• Problem statement
Transcribe all of the data exactly. Omit the pictures.
'''
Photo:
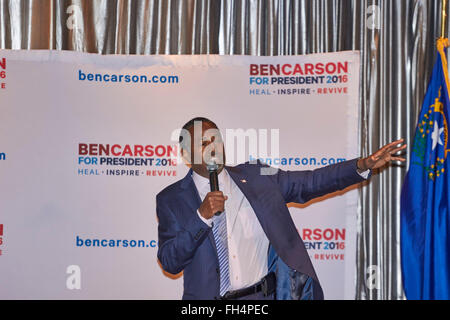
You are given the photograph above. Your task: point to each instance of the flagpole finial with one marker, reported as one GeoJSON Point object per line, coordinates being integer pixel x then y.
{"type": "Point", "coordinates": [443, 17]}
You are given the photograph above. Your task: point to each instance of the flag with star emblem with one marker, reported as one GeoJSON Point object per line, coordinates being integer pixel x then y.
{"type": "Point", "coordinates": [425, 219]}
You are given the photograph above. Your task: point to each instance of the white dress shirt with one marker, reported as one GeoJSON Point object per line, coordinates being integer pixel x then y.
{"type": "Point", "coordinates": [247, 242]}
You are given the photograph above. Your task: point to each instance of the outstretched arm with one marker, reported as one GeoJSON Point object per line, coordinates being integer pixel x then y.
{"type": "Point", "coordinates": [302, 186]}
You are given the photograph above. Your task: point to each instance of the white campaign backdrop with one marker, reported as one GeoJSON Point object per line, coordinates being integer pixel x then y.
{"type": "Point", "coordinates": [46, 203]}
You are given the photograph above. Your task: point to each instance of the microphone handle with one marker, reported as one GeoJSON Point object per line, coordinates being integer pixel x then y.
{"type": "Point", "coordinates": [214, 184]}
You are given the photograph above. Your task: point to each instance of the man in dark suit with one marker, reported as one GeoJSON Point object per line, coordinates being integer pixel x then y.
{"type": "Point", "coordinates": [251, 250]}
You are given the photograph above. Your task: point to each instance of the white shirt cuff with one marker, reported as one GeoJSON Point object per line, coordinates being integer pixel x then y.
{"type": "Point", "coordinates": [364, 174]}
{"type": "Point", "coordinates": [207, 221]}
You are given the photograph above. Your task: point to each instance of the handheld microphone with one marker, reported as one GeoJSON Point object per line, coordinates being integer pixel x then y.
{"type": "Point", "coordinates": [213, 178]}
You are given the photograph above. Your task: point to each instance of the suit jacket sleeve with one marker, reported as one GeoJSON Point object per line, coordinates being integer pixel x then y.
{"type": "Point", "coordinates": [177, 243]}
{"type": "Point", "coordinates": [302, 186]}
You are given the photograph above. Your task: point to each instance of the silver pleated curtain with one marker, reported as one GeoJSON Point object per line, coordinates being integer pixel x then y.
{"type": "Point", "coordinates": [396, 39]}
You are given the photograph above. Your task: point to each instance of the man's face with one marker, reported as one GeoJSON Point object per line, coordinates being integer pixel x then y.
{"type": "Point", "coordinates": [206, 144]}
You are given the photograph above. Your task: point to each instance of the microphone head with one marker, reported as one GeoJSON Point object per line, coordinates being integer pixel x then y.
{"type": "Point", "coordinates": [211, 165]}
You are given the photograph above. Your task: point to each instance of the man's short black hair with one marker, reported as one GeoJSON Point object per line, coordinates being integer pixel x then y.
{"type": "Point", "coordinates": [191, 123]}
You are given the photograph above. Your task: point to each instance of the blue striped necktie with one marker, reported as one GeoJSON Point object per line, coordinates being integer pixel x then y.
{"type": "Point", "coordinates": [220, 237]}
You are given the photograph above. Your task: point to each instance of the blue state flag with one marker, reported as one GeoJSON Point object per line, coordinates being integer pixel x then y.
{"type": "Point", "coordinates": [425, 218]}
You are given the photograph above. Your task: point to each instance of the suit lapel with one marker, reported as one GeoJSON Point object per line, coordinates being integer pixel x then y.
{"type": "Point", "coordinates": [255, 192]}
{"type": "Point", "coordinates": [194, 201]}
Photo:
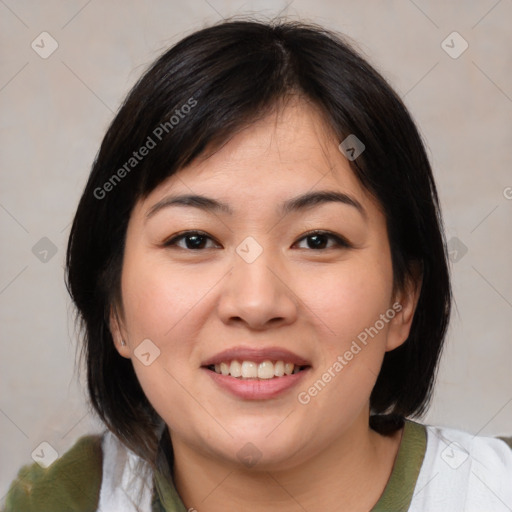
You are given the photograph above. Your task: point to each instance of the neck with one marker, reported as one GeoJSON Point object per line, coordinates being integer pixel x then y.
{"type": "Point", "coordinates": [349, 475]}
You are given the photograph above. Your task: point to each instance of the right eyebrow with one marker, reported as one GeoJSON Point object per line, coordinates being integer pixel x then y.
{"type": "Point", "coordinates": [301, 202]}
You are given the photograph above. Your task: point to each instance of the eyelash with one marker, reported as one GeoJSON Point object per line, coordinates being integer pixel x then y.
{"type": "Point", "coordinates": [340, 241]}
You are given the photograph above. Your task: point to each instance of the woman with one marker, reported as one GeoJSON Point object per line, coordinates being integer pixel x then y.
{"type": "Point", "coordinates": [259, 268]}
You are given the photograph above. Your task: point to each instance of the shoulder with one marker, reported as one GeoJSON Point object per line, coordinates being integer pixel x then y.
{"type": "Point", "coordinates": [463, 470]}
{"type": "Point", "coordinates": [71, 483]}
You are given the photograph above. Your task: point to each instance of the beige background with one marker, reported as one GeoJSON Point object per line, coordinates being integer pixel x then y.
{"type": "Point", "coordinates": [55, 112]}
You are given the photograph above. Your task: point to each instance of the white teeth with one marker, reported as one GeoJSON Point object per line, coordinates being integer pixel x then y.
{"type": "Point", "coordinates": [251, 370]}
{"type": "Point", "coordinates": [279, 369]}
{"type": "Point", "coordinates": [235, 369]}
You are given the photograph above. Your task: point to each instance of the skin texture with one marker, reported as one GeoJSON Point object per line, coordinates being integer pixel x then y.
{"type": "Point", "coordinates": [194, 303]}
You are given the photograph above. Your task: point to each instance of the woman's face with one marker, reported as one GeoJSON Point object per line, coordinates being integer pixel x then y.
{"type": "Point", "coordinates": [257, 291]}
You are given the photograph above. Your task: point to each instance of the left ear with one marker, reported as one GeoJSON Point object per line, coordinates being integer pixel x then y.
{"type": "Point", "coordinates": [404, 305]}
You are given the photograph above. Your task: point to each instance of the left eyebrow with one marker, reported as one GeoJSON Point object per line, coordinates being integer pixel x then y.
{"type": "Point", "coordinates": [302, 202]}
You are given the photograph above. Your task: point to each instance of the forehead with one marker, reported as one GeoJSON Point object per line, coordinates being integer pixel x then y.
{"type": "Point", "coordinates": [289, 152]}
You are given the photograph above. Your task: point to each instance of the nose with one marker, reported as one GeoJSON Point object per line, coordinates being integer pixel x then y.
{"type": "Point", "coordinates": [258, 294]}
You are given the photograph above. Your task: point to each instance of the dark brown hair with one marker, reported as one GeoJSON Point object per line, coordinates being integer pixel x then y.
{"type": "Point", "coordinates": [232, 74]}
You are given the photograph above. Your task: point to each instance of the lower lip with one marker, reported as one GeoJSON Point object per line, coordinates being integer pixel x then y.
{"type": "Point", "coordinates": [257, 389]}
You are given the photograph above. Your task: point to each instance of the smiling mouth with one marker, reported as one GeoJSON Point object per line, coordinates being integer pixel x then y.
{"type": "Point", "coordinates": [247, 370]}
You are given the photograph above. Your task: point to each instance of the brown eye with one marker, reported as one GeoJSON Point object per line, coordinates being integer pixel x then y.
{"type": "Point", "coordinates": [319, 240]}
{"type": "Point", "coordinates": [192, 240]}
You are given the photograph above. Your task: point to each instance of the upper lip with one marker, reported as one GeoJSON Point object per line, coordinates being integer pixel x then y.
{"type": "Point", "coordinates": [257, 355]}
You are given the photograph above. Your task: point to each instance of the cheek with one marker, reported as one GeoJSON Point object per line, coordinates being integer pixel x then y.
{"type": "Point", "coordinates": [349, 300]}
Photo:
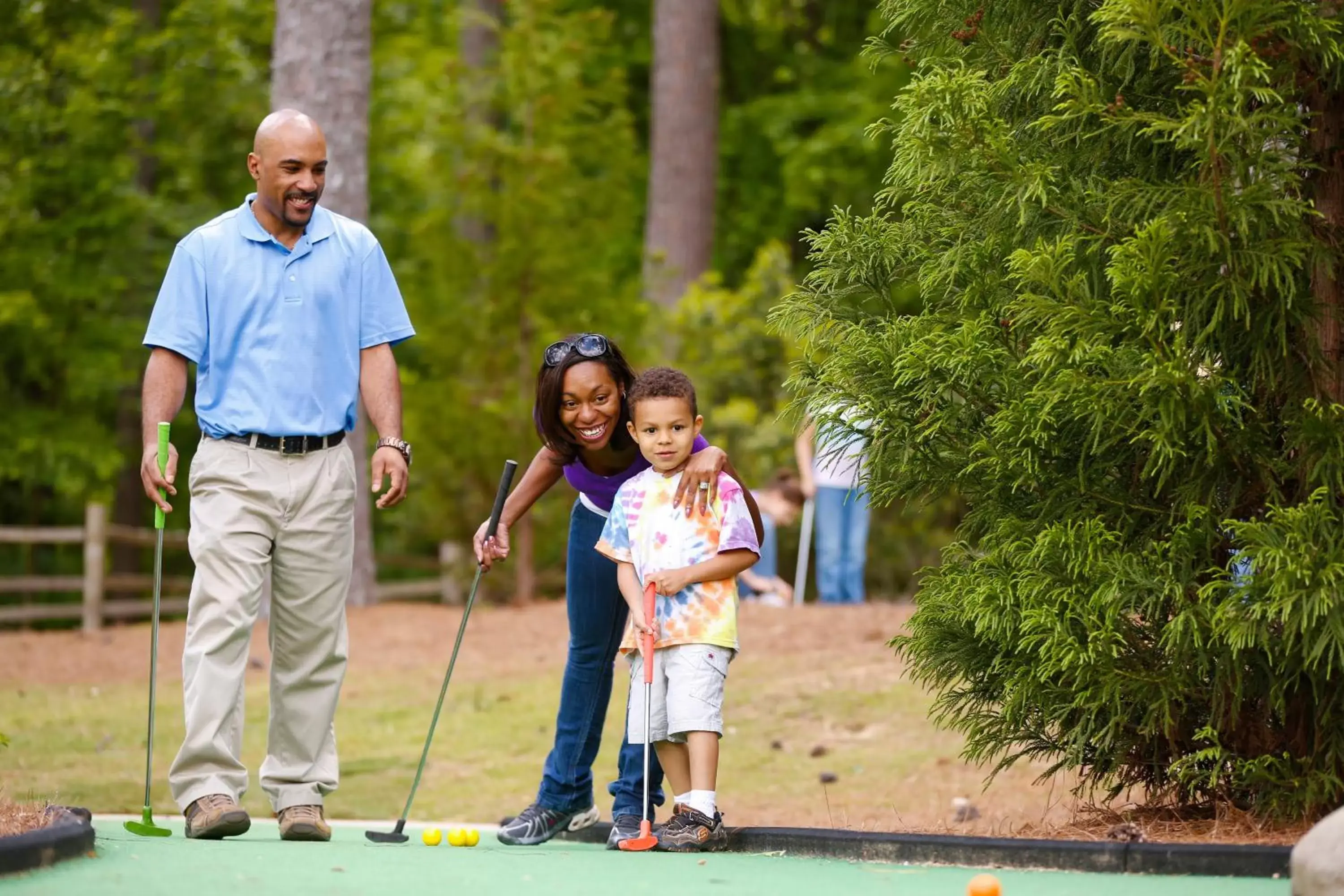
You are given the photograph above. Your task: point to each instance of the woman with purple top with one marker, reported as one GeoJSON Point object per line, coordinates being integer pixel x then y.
'''
• Exercise answer
Photo:
You are given the photograph above. Your task: point to each instance of the flagpole finial with one marker, reported as one GeoJSON Point object per line, coordinates being integer pixel x then y.
{"type": "Point", "coordinates": [443, 17]}
You are given the photograph above. Your task: point to each instance of the flag with star emblem with one marker, reported as one GeoJSON Point object per line, coordinates being integer pixel x then y.
{"type": "Point", "coordinates": [425, 219]}
You are given the photograph above. Your task: point to each instance of the white dress shirt with one marker, reported as one GeoJSON Point object per line, coordinates being integer pixel x then y.
{"type": "Point", "coordinates": [247, 242]}
You are given the photograph above. Your task: point to each instance of the outstretched arm with one marker, reported as one GeoJSON Point object per line, coordinates being integer pixel x then y.
{"type": "Point", "coordinates": [302, 186]}
You are given the photograph above. Your task: point to each instance of the white campaign backdrop with one marker, reported as one GeoJSON Point object per line, coordinates being integer pixel x then y.
{"type": "Point", "coordinates": [46, 203]}
You are given the photograph above. Your task: point to each instance of the microphone handle with one marker, reported as one GeoJSON Point object per line, coordinates being integer pixel x then y.
{"type": "Point", "coordinates": [214, 184]}
You are given the photograph above. Your task: point to each instance of the man in dark suit with one marker, reported as one GeoJSON Point object per line, coordinates being integer pixel x then y.
{"type": "Point", "coordinates": [251, 250]}
You are given the photograph above. Your task: point to each instance of the white shirt cuff with one marker, reported as one GeoJSON Point object per line, coordinates being integer pixel x then y.
{"type": "Point", "coordinates": [364, 174]}
{"type": "Point", "coordinates": [207, 221]}
You are given the photograph above. Your task: point to each instance of the handheld microphone with one marker, reported as one GeoJSON Point object per line, coordinates being integer pixel x then y.
{"type": "Point", "coordinates": [213, 178]}
You are given the photograph above. Your task: point to each instance of the suit jacket sleeve with one marker, reported as one GeoJSON Point object per line, coordinates being integer pixel x then y.
{"type": "Point", "coordinates": [177, 243]}
{"type": "Point", "coordinates": [302, 186]}
You are given the photograph above. Your task: point to each instance of the silver pleated curtain with one marker, reported as one GeoJSON Point object per line, coordinates being integer pixel x then y.
{"type": "Point", "coordinates": [396, 39]}
You are given the photograph above. Your task: point to each instance of the man's face with one marker, reported as one GeoJSON Point object per line, coordinates being integer pixel x then y.
{"type": "Point", "coordinates": [206, 144]}
You are given the photograph above. Your task: point to each instance of the microphone head with one marker, reported as one GeoJSON Point object per line, coordinates being integer pixel x then y.
{"type": "Point", "coordinates": [211, 165]}
You are given the photograph above. Your task: point to each instance of the man's short black hair with one marker, reported as one GeoJSON Point object per line, coordinates being integer pixel x then y.
{"type": "Point", "coordinates": [191, 123]}
You are given the photograph above. Your task: point to each instance of the blue striped necktie with one marker, reported as one GeoJSON Point object per line, coordinates being integer pixel x then y.
{"type": "Point", "coordinates": [220, 237]}
You are given the photograph above. Your task: point to each instance of the blue state flag with one marker, reported as one GeoJSON Point object per line, coordinates being integer pixel x then y.
{"type": "Point", "coordinates": [425, 218]}
You are given the photograph above. Your task: point to each instance of the suit lapel with one marker, reported as one GeoJSON Point object per line, coordinates being integer pixel x then y.
{"type": "Point", "coordinates": [255, 192]}
{"type": "Point", "coordinates": [194, 201]}
Photo:
You are given the photograph above. Your task: point to each instance of the neck with one marker, reported as one GeoJSON Point object per line, coordinates being integer pixel x then y.
{"type": "Point", "coordinates": [349, 475]}
You are given the photograph above. Your task: point to each instance of the right eyebrow with one marker, reported as one GeoJSON Point object per line, coordinates being integer pixel x then y.
{"type": "Point", "coordinates": [301, 202]}
You are given the photograph above. Your task: point to each instance of the eyelash with one marker, reported as one GeoJSON Point object per line, coordinates being integer pixel x then y.
{"type": "Point", "coordinates": [340, 241]}
You are given the photograph above. Your task: point to each instance of the woman with one marker, reported as one GeoJSON Point object per line, coordinates being integer pixel x then y.
{"type": "Point", "coordinates": [259, 268]}
You are given the photograph above. Your task: point to each instance of the shoulder with one marker, reported as one GeoJSON Point object per line, coordinates being integer pixel x then y.
{"type": "Point", "coordinates": [463, 470]}
{"type": "Point", "coordinates": [71, 483]}
You are given the photograph above. Your task: point to each instance of the beige background with one marker, reported as one GeoJSON Point object per line, coordinates being integer pixel x then y.
{"type": "Point", "coordinates": [55, 112]}
You are given the photograph above. Your task: point to each instance of the white teeth with one marker, reported as one GeoJSON Point object per line, coordinates being integer pixel x then y.
{"type": "Point", "coordinates": [251, 370]}
{"type": "Point", "coordinates": [279, 369]}
{"type": "Point", "coordinates": [235, 369]}
You are given the photograph above. Your task: point to each instance of the skin texture with one marker, reported as one GeoJSON Point object per line, coordinates being integer pixel x then y.
{"type": "Point", "coordinates": [194, 303]}
You are given the photograph above. Your task: point to each instance of the woman's face with one marker, reported as one GeoJSON Point object per line, coordinates being integer pixel x then y.
{"type": "Point", "coordinates": [257, 291]}
You are given the photograph above. Your task: point to each instance of the left ear with one marker, reported as one GeoJSON Point object per line, coordinates being integer pixel x then y.
{"type": "Point", "coordinates": [404, 305]}
You are given the photograph above. Your task: point to each instance of the left eyebrow with one marker, reported as one GeoJSON Point object per line, coordinates being integer pixel x then y.
{"type": "Point", "coordinates": [302, 202]}
You are given the photograph above. Your task: point to each instance of the forehead with one marker, reported as one GeoJSON Point object per line, coordinates being integer pixel x then y.
{"type": "Point", "coordinates": [289, 152]}
You are given the photograph above. Your task: point to each instance of the nose with one marker, reported as one GeoJSON Point object per line, coordinates being integer pixel x then y.
{"type": "Point", "coordinates": [258, 294]}
You are given the photograph above. Your task: point to each instance of the dark brown hair with one marker, reported as one GeoJSON Point object per line, coordinates being integer pixel x then y.
{"type": "Point", "coordinates": [232, 74]}
You are given the photograph above. Your task: point to each instance of the lower lip with one marker, reported as one GeoJSON Point object per line, coordinates being integer pixel x then y.
{"type": "Point", "coordinates": [257, 389]}
You are given the photograph above. Your task: point to each instance of the smiling mouth with one marker, reported as one GeoJSON Point object per line, coordinates being integer pixel x then y.
{"type": "Point", "coordinates": [247, 370]}
You are given the photograph above. Your task: point to each instance of the brown eye with one marker, reported as one GeoJSON Point object per line, coordinates being integer pixel x then y.
{"type": "Point", "coordinates": [319, 240]}
{"type": "Point", "coordinates": [192, 240]}
You are given the photograph above. Your task: point to each instance of the upper lip with one marker, reported as one GeoJSON Point object per line, coordinates being integer pixel x then y.
{"type": "Point", "coordinates": [257, 355]}
You are given the photograph above. Your task: point to each instance of the cheek with one marker, reported as one GeoJSON Point object per line, coordinates being integer pixel x then y.
{"type": "Point", "coordinates": [349, 300]}
Photo:
You are given the photograph above. Your task: point to each instance of the woman with purple top with one marker, reported as one GeoJSON Point object per line, coordinates being integer pixel x then y.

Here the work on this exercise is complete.